-------- Material for the task --------

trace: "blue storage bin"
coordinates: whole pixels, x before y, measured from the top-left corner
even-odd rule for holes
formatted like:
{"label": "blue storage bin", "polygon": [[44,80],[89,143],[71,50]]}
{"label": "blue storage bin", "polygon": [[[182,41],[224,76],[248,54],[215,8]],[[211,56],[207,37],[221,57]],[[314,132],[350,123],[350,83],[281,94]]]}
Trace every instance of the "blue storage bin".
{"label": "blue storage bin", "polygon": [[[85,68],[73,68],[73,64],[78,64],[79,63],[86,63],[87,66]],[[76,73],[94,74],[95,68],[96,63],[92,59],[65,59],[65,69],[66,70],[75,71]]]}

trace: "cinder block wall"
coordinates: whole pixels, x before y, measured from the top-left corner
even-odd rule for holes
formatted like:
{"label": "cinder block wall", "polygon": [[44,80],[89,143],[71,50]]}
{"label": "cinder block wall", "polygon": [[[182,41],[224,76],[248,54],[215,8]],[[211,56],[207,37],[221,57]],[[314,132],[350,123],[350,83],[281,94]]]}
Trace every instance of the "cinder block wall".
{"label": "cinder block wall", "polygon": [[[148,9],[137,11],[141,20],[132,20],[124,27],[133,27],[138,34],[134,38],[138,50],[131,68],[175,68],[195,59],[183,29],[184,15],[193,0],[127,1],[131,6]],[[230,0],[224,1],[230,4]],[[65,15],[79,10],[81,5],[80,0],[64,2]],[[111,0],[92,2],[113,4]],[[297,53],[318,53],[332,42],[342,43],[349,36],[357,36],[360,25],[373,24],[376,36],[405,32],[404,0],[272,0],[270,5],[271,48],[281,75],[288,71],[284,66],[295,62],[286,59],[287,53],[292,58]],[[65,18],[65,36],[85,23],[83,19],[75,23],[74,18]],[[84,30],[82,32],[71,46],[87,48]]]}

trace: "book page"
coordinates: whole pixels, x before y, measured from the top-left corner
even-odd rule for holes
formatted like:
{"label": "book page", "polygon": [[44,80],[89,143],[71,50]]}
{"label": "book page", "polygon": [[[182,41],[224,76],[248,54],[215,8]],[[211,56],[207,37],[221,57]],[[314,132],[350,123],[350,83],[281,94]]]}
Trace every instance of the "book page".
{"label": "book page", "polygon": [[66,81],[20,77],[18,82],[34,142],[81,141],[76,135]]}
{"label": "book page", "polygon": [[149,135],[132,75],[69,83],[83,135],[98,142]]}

--------

Set task:
Report how many lines in the entries above contain the string "instance", treating uppercase and lowercase letters as different, and give only the number.

Solution to the exercise:
3